◆ Passage présenté
------------
Le samedi de la Pentecôte

Veni Sancte Spiritus, reple tuorum corda fidelium, et tui amoris in eis ignem accende.
Venez , ô Esprit-Saint,  remplissez les cœurs de  vos fidèles, et allumez en eux le feu de votre amour.

 

 Nous avons admiré avec une tendre reconnaissance le dévouement ineffable, la constance toute divine, avec lesquels l'Esprit-Saint accomplit sa mission dans les âmes ; il nous reste encore quelques traits à ajouter, pour compléter, bien imparfaitement sans doute, l'idée des merveilles de puissance et d'amour qu'opère cet hôte divin dans l'homme qui ne ferme pas son cœur à ses influences. Mais avant d'aller plus loin nous éprouvons le besoin de rassurer ceux qui, au récit des prodiges de bonté que fait en notre faveur le divin Esprit, et du mystère sublime de sa présence continue au milieu de nous, en viendraient à craindre que celui qui est descendu pour nous consoler de l'absence de notre Rédempteur ne prenne place dans nos affections aux dépens de celui qui "étant de la substance divine, et pouvant sans usurpation se donner pour l'égal de Dieu, s'est anéanti lui-même, prenant la forme de l'esclave et se rendant semblable aux hommes".

 

 La faiblesse de l'instruction chrétienne chez un grand nombre de fidèles en notre temps est cause que le dogme du Saint-Esprit n'est guère connu d'eux que d'une manière vague, et qu'ils ignorent pour ainsi dire son action spéciale dans l'Eglise et dans les âmes. Ces mêmes fidèles connaissent et honorent avec la plus louable dévotion les mystères de l'Incarnation et de la Rédemption du Fils de Dieu notre Seigneur ; mais on dirait qu'ils attendent l'éternité pour savoir en quoi ils sont redevables au Saint-Esprit.
------------
◆ Extraits d'enregistrements
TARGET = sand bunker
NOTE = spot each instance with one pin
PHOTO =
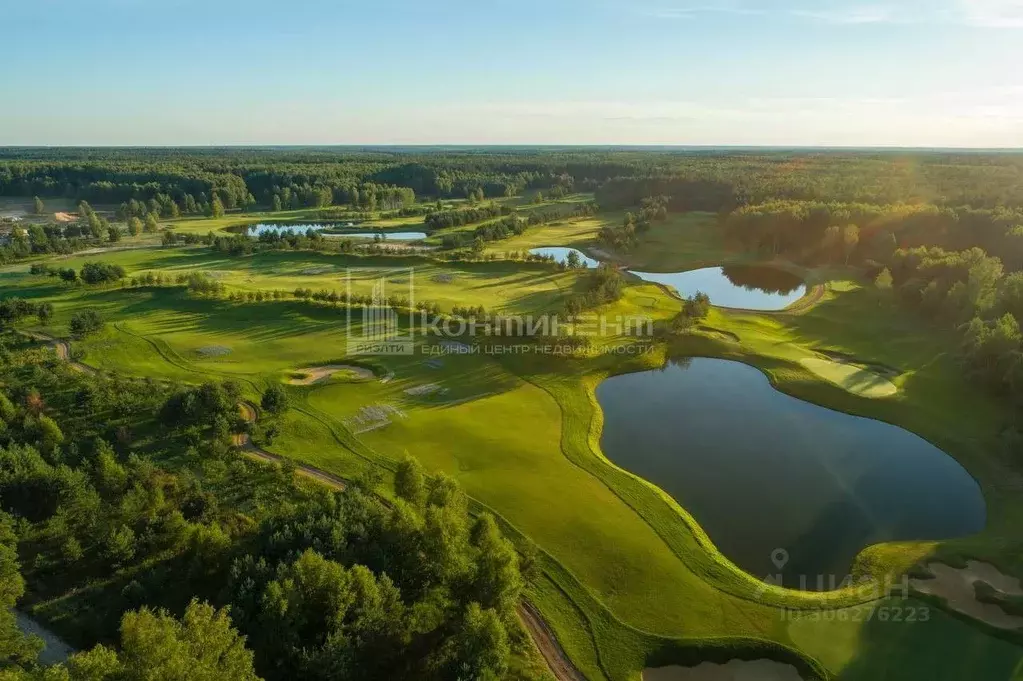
(316, 374)
(372, 417)
(850, 377)
(734, 670)
(955, 587)
(214, 351)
------------
◆ Objectifs
(A) Recopiez le passage en commençant par « Le samedi de » et en poursuivant jusqu'à « de votre amour. ».
(B) Répondez aux questions suivantes d'après le passage.
(i) Dans la prière d'ouverture, que demande-t-on à l'Esprit-Saint d'allumer dans les fidèles ?
(ii) Pour quelle raison l'Esprit-Saint est-il descendu, selon le passage ?
(iii) À quoi le passage attribue-t-il le fait que beaucoup de fidèles ne connaissent le dogme du Saint-Esprit que d'une manière vague ?
Les enregistrements n'ont aucun rapport avec le passage.

◆ Problèmes résolus
(A)
Le samedi de la Pentecôte

Veni Sancte Spiritus, reple tuorum corda fidelium, et tui amoris in eis ignem accende.
Venez , ô Esprit-Saint,  remplissez les cœurs de  vos fidèles, et allumez en eux le feu de votre amour.

(B)
(i) Le feu de son amour.
(ii) Pour nous consoler de l'absence de notre Rédempteur.
(iii) À la faiblesse de l'instruction chrétienne chez un grand nombre de fidèles.